### WHAT TO WORK ON
Transcribe word for word the lines below from the line with "Target: red carpet aisle" through the line with "Put a point on every instance of the grass", ends included.

Records from a data collection:
┌────────
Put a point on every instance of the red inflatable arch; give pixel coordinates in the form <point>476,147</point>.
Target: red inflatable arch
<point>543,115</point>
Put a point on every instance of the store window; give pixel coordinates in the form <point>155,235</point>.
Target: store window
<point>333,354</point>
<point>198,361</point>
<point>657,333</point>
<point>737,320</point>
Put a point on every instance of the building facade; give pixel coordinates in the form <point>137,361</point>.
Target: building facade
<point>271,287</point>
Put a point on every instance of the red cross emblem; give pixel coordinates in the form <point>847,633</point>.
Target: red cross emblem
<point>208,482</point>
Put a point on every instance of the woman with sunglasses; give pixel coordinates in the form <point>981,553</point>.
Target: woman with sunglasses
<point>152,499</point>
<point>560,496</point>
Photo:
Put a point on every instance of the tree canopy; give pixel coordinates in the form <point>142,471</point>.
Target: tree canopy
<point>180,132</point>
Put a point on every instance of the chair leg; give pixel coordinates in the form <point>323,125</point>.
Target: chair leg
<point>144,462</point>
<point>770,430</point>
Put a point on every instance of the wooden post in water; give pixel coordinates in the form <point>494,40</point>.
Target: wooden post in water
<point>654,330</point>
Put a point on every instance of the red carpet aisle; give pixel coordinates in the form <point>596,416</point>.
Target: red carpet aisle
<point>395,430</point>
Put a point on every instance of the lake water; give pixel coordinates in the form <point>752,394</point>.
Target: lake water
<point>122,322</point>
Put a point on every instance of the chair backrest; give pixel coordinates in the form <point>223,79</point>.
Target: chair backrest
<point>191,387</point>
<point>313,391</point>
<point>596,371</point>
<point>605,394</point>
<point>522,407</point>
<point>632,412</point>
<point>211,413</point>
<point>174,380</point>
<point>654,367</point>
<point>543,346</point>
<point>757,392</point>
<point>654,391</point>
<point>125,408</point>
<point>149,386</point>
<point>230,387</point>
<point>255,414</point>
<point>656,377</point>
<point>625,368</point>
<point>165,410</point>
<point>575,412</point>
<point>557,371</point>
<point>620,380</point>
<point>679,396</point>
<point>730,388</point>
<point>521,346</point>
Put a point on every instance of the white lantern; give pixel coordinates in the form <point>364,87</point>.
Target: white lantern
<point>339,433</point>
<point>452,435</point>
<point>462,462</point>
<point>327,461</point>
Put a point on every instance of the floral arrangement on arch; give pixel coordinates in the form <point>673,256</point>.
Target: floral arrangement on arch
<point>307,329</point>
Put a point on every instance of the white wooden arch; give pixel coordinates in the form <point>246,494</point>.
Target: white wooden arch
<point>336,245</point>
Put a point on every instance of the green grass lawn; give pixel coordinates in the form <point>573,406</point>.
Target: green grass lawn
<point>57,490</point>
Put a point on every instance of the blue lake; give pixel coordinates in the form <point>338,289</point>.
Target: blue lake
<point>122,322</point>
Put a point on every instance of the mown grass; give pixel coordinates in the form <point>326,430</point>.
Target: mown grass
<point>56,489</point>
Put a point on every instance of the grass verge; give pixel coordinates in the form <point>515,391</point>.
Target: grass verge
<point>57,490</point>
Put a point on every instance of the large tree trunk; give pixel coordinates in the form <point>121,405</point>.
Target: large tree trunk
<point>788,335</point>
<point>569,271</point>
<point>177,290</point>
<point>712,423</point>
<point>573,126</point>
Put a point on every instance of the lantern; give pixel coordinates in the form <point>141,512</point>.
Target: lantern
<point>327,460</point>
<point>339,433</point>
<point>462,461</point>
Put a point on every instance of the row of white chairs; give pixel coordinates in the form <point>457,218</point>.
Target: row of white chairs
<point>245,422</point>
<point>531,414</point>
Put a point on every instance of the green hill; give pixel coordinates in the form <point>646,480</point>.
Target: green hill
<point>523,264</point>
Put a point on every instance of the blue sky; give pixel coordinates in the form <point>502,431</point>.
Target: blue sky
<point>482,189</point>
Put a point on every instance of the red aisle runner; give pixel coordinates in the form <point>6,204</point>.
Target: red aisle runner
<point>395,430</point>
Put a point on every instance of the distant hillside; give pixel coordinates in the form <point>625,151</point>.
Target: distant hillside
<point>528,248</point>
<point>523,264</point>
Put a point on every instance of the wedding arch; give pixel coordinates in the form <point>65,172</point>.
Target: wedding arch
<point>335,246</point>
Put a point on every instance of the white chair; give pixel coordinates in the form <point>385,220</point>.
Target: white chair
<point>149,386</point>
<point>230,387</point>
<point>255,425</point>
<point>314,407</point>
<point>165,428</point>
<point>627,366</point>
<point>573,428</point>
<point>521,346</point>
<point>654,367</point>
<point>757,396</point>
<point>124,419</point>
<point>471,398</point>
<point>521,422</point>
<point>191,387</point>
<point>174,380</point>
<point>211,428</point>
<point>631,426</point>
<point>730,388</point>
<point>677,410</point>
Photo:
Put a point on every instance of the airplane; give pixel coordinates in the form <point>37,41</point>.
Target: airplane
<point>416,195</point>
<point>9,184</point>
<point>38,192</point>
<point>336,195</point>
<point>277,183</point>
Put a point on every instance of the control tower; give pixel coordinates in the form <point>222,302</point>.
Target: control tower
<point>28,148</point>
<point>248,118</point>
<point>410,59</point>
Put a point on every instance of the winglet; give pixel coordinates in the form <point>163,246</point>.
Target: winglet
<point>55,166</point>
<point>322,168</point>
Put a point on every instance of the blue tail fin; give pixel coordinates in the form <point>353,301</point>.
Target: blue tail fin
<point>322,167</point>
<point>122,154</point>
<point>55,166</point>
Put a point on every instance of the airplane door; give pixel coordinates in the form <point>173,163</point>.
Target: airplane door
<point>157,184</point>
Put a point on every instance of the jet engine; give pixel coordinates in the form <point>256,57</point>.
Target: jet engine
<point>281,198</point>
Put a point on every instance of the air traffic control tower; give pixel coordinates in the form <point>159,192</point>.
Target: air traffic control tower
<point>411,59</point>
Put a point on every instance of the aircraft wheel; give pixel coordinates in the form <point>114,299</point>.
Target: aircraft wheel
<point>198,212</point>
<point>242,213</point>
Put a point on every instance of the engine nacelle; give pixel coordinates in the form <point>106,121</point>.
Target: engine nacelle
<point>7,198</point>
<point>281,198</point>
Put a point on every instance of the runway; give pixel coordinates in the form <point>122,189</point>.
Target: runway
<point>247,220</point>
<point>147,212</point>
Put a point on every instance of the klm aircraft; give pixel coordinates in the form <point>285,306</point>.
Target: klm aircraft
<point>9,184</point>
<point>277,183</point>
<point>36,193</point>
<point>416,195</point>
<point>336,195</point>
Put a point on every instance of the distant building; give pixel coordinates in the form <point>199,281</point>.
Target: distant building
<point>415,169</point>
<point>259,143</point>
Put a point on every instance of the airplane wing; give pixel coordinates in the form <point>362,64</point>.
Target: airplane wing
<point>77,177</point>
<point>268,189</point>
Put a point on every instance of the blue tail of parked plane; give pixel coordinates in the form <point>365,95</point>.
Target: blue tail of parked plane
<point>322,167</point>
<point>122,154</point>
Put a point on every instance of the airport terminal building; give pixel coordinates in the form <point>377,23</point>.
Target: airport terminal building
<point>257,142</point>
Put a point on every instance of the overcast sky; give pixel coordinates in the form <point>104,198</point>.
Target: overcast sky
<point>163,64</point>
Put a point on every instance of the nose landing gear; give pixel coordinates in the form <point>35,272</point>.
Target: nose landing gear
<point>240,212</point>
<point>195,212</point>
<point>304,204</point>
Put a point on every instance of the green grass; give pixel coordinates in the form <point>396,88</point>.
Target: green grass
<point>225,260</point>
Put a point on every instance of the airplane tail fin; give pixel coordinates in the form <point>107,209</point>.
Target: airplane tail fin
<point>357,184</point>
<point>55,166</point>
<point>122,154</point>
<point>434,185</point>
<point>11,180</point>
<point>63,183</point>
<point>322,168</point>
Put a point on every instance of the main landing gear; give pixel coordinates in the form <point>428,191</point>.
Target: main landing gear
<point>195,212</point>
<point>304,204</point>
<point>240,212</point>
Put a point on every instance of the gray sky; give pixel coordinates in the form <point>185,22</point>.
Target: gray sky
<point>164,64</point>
└────────
### FINISHED EXERCISE
Target: red carpet aisle
<point>395,430</point>
Put a point on every instance of the lake water; give pixel coordinates in the form <point>752,394</point>.
Target: lake water
<point>122,322</point>
Put a point on every instance of the chair backrest; give pixel coordinates in the form <point>223,79</point>.
Target: chair backrest
<point>191,387</point>
<point>313,391</point>
<point>596,371</point>
<point>605,394</point>
<point>522,407</point>
<point>632,412</point>
<point>211,413</point>
<point>174,380</point>
<point>654,367</point>
<point>543,346</point>
<point>757,392</point>
<point>654,391</point>
<point>125,408</point>
<point>149,386</point>
<point>230,387</point>
<point>255,414</point>
<point>656,377</point>
<point>625,368</point>
<point>165,410</point>
<point>575,412</point>
<point>557,371</point>
<point>620,380</point>
<point>679,396</point>
<point>730,388</point>
<point>521,346</point>
Put a point on every instance of the white lantern; give pixel coordinates in the form <point>364,87</point>.
Target: white lantern
<point>339,433</point>
<point>452,435</point>
<point>462,462</point>
<point>327,461</point>
Put a point on every instance of the floral arrangement on arch; give pixel coordinates in the form <point>673,256</point>.
Target: floral arrangement on arch
<point>307,329</point>
Put a point on every instance of the white wooden arch; give pixel coordinates in the form <point>246,494</point>.
Target: white wooden arch
<point>336,245</point>
Put a point on every instance of the green grass lawn; give pixel coordinates in the form <point>573,406</point>.
Target: green grass lawn
<point>57,490</point>
Put a point on every instance of the blue lake; give pixel coordinates in the form <point>338,289</point>.
Target: blue lake
<point>122,322</point>
Put a point on every instance of the mown grass; give pixel coordinates in the form <point>326,430</point>.
Target: mown grass
<point>56,489</point>
Put a point on every instance of the grass verge; give pixel coordinates in the form <point>515,391</point>.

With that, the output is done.